SOURCE DOCUMENT =>

[Start of Attachment]

Those problems appear to the test engineer not as stuck-at nodes but as whole new categories of symptoms: delay faults, transition faults and nodes that simply behave in unfathomable ways. Many of those faults depend on data patterns in neighboring circuitry.
Testing in conventional ways for all these failure modes will be prohibitively complex. Test engineers will have to find some way of reducing the space that the test methodology must explore.
One approach strongly advocated by some designers is to test the SoC as a system with an intended function, rather than as a mere assembly of IP cores. Some experts talk of a reversal of direction, away from structural test and back to functional test but at the system level, not the core level.
When an SoC is used in a system, generally only a small subset of the possible combinations of states of all the cores in the chip is used. That leaves many states that don't need to be tested, because they will never be entered by the system, thus providing a potentially huge savings in test effort.
Unfortunately, visibility of the unused states comes at the system level, not at the chip level. It requires analysis of inputs and outputs as transactions in the end application, not in terms of possible or allowable inputs to the IP cores on the chip. And often, that type of application-based information is not available to the test development team.
Even if the function of the system is understood, it may still prove impossible to explore all the possible faults that a 100-nm circuit can exhibit. Designers are reporting that they can only come up with test strategies once they have detailed information from process engineers about the nature and probability of faults for a particular design in a given process. Factor in the faults related to subwavelength techniques, and test strategy may become dependent on a particular mask s et.
But even the best information from system architects and process engineers is approximate. The only reliable data about the kinds of failures an SoC actually exhibits comes from analysis of field failures. That requires finding failures in the field, saving the failed modules, getting them back to recover the SoC and submitting the chip to failure analysis.
At a vertically integrated OEM, where system design, chip design, field service and failure analysis all report to one executive, this can be possible, although it is rarely practiced. In today's disaggregated environment, in which these organizations are likely to be distributed among different companies, the problems are sobering.
Example in automotive
One significant exception is the close partnerships that automobile manufacturers form with their suppliers. "One of our greatest assets in test is that we have automotive customers," said Christine King, president and chief executive officer of AMI Semiconductor. "With most customers, a chip fails in the field and somebody throws the whole module away. You never get to see it. With the auto industry, you get every failure back. And the customer is very supportive of your interest in finding the failure.
"Because of these customers, we have come a long way toward understanding the failure modes that actually occur in our chips," King said. "We have refined our failure analysis to the point that we are now using focused-ion-beam systems, voltage contrast analysis and other laboratory techniques to find out what is going on electrically inside failed chips. And that information goes right back into test strategy."
King's experience is seconded by other ASIC executives. And it is predictive of the only evident solution to the test crisis. Test strategy and, hence, DFT insertion and even chip architecture will be influenced by a gigantic iterative loop that begins with capturing failed systems in the field, performing failure analysis on the systems-on-chip an d modifying the chip and the test strategy as necessary to minimize and detect the failure mode.
Particularly for fabless chip companies, that will require an unprecedented level of cooperation across a number of corporate boundaries, and between organizations that rarely speak to each other. But it may be the only way forward.

[End of Attachment]

EXERCISE PROMPT =>
Decide whether each statement agrees with the passage on SoC testing, answering yes or no and quoting the words from the passage that settle it.
1. Automotive customers return chips that fail in the field.
2. Test development teams usually have application-based information about the end system.
3. Field-failure analysis is common practice at vertically integrated OEMs.
The records that follow come from a separate source.

ENTRIES SHOWN =>
[Start of Attachment]

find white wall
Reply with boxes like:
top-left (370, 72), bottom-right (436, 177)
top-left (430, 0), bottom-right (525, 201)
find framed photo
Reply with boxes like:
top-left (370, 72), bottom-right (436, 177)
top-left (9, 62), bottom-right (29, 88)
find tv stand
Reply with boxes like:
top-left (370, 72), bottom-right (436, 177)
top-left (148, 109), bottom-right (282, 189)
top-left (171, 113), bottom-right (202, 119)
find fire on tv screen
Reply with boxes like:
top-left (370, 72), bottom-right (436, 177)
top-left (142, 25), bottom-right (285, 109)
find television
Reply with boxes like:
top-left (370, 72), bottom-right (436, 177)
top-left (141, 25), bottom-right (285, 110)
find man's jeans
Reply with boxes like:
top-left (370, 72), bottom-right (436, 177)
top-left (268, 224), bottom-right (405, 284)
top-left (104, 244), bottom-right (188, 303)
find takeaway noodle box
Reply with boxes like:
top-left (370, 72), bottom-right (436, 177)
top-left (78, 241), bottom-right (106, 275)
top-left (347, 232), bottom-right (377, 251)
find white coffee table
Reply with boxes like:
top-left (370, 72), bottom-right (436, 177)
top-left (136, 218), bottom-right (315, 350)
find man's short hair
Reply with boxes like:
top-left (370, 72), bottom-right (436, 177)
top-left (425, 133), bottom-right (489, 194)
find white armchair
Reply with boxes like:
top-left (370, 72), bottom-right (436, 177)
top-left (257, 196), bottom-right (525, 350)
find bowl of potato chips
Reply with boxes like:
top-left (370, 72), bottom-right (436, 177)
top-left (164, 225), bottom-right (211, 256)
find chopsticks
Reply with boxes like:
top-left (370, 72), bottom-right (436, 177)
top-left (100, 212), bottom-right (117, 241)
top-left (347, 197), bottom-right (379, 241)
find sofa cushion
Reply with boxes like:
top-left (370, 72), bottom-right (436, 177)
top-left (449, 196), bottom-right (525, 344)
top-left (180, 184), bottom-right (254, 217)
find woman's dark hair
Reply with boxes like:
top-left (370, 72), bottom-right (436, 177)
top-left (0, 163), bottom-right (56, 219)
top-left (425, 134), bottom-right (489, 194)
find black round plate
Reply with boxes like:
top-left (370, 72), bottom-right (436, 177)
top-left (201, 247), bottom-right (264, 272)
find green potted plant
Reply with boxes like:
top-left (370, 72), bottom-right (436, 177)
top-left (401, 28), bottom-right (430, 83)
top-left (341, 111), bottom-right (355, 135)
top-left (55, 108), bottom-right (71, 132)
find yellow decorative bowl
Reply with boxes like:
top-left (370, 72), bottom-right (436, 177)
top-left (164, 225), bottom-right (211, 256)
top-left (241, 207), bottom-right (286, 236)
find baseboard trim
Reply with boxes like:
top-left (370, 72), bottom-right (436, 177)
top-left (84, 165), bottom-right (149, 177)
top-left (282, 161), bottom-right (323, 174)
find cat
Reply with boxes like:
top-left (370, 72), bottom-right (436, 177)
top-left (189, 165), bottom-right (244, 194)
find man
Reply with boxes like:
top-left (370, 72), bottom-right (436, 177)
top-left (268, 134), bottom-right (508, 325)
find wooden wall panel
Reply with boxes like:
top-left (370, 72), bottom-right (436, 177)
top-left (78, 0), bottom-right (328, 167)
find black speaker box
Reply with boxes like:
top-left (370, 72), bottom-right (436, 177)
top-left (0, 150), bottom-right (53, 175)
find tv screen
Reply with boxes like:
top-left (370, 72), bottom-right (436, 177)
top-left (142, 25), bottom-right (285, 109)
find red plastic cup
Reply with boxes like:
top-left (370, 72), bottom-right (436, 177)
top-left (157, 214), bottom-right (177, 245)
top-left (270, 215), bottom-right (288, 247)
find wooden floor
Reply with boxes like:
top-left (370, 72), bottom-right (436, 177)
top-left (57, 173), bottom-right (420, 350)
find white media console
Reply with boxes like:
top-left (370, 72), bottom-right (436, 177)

[End of Attachment]

YOUR SOLUTION =>
1. Yes: "With the auto industry, you get every failure back."
2. No: "often, that type of application-based information is not available to the test development team."
3. No: "this can be possible, although it is rarely practiced."